Assigned task:
Leave every picture out, and give again exactly the lines from the one containing "Phrase: cab door" through the end of the listing.
·····
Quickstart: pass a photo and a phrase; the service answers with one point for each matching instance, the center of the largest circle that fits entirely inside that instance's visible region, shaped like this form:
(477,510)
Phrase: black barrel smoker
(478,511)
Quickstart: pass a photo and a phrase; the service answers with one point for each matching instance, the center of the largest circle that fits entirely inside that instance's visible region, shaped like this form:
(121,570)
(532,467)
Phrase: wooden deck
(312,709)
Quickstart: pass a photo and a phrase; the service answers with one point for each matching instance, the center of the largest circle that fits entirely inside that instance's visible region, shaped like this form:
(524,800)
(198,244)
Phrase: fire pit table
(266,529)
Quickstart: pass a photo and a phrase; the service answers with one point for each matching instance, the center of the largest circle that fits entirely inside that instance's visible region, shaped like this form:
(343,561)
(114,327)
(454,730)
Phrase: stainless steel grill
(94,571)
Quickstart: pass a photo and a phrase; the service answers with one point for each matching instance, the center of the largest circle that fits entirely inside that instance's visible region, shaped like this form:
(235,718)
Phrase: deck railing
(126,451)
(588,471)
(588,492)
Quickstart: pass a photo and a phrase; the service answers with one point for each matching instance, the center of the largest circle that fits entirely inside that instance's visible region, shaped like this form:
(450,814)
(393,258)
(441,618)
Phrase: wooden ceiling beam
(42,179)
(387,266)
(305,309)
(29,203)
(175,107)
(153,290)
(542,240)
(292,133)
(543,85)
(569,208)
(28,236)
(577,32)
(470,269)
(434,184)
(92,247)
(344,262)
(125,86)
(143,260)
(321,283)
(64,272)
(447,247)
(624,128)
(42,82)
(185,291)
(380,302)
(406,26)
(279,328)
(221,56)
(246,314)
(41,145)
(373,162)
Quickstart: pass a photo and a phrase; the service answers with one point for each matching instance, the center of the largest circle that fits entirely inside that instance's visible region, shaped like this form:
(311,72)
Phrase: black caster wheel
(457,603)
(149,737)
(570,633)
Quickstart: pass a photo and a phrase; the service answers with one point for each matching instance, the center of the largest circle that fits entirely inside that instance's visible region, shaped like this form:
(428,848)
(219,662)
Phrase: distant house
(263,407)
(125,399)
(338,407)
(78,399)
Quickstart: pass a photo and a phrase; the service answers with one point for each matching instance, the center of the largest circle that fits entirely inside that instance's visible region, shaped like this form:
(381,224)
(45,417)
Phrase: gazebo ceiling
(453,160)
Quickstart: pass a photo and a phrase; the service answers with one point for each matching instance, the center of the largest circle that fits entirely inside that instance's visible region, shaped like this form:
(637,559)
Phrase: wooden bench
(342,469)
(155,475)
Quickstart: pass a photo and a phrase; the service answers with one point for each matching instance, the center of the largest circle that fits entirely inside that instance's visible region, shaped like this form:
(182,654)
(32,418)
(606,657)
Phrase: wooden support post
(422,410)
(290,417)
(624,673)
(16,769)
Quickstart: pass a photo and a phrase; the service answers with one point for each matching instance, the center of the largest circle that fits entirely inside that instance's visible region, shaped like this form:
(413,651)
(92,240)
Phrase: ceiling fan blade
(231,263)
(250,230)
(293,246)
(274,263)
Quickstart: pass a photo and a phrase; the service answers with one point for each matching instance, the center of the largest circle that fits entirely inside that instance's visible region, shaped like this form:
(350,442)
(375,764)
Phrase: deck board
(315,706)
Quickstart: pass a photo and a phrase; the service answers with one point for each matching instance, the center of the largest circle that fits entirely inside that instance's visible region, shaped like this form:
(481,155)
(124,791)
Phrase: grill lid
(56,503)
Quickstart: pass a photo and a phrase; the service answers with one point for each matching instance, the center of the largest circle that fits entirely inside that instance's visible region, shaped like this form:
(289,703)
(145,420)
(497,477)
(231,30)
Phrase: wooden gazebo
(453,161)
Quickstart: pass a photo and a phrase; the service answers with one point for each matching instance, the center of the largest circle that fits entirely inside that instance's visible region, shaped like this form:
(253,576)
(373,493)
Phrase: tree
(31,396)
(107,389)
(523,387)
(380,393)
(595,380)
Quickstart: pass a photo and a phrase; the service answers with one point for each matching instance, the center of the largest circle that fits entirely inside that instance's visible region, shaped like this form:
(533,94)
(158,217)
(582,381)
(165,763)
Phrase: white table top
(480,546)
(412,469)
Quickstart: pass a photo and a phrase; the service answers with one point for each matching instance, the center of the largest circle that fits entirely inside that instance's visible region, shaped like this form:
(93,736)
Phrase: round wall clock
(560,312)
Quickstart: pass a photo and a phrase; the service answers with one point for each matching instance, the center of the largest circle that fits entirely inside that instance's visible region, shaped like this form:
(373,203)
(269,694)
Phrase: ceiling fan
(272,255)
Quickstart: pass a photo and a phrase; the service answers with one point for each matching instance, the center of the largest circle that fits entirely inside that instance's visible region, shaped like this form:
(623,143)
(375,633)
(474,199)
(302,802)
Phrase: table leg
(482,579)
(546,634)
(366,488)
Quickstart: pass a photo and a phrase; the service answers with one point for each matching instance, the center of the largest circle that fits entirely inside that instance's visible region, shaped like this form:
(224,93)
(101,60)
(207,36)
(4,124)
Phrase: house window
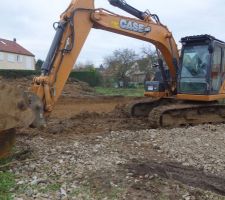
(1,56)
(11,57)
(19,58)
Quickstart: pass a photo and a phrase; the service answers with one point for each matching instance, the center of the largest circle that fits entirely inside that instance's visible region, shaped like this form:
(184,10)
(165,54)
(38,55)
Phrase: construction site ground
(91,149)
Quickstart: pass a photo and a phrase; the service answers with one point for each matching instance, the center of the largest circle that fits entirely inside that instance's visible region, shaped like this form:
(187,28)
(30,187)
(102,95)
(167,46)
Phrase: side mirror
(210,48)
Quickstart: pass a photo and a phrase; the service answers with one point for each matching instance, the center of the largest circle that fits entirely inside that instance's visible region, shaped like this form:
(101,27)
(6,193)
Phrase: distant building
(14,56)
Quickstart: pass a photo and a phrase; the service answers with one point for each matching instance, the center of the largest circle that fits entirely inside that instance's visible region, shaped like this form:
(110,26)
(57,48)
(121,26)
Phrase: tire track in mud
(175,171)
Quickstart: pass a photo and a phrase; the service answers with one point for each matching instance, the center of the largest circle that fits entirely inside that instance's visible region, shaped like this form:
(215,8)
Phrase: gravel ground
(182,163)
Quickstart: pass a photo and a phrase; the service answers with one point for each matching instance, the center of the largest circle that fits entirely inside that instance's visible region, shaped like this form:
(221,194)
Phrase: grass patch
(87,192)
(7,183)
(132,92)
(51,188)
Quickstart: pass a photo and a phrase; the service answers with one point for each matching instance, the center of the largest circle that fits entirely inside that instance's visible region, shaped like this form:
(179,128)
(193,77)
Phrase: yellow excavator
(192,92)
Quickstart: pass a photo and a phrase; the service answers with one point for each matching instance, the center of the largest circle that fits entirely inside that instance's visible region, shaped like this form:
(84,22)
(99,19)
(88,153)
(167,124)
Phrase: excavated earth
(91,149)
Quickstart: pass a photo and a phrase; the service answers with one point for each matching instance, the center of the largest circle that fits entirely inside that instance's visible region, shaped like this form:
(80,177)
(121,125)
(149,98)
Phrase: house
(14,56)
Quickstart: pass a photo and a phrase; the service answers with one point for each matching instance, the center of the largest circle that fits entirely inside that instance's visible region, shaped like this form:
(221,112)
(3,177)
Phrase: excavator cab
(202,67)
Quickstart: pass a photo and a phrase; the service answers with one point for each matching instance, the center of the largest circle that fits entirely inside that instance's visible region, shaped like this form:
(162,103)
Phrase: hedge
(93,78)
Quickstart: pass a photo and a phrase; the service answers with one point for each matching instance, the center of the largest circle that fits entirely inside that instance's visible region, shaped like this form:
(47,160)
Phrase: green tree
(119,63)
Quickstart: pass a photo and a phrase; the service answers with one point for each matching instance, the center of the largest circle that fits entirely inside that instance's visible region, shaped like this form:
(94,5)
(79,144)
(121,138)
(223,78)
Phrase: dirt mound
(73,87)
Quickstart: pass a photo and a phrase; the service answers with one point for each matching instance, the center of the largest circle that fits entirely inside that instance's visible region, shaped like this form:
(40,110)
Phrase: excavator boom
(187,79)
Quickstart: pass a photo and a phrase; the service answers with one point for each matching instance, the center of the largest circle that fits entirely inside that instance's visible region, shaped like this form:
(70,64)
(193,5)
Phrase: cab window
(223,65)
(216,68)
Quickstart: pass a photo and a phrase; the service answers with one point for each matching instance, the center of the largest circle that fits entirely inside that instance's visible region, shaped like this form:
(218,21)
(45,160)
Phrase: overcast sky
(30,21)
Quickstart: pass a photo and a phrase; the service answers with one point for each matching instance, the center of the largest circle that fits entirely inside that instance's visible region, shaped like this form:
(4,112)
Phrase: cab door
(216,70)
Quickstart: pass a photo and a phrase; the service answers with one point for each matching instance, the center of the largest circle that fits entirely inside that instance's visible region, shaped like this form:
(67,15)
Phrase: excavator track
(14,113)
(142,108)
(183,114)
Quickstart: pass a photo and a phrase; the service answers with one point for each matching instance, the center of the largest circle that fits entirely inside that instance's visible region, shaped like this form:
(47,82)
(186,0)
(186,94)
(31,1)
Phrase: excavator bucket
(15,112)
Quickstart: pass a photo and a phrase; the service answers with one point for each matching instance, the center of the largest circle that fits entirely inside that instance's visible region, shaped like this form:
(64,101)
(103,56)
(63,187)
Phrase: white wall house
(14,56)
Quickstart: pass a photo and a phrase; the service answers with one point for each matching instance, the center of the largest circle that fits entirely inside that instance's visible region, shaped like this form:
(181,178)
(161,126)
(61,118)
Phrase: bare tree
(119,63)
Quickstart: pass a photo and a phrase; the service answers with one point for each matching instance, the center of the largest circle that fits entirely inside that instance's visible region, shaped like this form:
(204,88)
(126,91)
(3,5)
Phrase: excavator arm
(72,31)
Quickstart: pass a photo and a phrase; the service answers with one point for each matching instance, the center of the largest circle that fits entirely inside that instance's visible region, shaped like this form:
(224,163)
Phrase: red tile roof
(13,47)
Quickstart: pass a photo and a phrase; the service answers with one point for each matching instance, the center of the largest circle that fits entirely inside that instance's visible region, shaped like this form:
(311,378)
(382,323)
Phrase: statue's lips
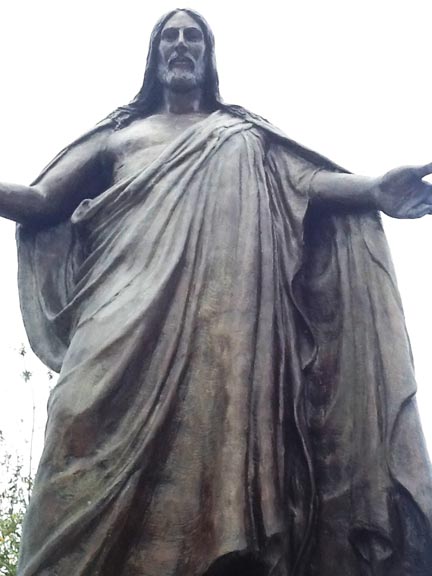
·····
Solution to the exercise:
Phrase: cab door
(216,70)
Quickstart: pass a photo and a phrase; the service answers with one point for each matching instance, the center of the largest circle that fits entirely inside that instance's visible region, shaped like this form:
(67,15)
Phrase: excavator track
(14,113)
(142,108)
(183,114)
Quickstart: pass a photo and a phrase; the service answers with one point for each matching instance, the center of the largest circle that fits entirely inside that instance's visible region, shaped like this form:
(47,82)
(186,0)
(186,94)
(31,1)
Phrase: excavator bucket
(15,112)
Quickstart: pass a photo and a phrase; the service answers with one point for each matching instance, the center of the largest circle that fits entirely inside that instance's visible region, shaped like this form:
(64,101)
(103,56)
(63,187)
Phrase: white wall house
(14,56)
Quickstart: pass a photo and a phrase; the service answers with one point for each matching instance, the center of the largest circle that fits entirely inside that instance's visible region, shaped like this form:
(181,178)
(161,126)
(61,118)
Phrase: bare tree
(119,63)
Quickstart: pass a photo and a phrase; the service answers with one point for each matching instance, the center of the largest circle that fits entirely inside that instance's visible region, shaped like this form:
(204,88)
(126,91)
(3,5)
Phrase: excavator arm
(72,31)
Quickstart: pass a photo and a phrase; the service answers with one point for each matching instance, the center of the largest circle that fits entirely inside that instance's visible region, shaped like this form:
(224,163)
Phrase: red tile roof
(13,47)
Quickstart: pass a photo and a phrase; the service answers with one point for each matching instance, the center of the largest circle that fits entirely inside that instance's visible region, shaped like this form:
(311,378)
(382,323)
Phrase: statue's lips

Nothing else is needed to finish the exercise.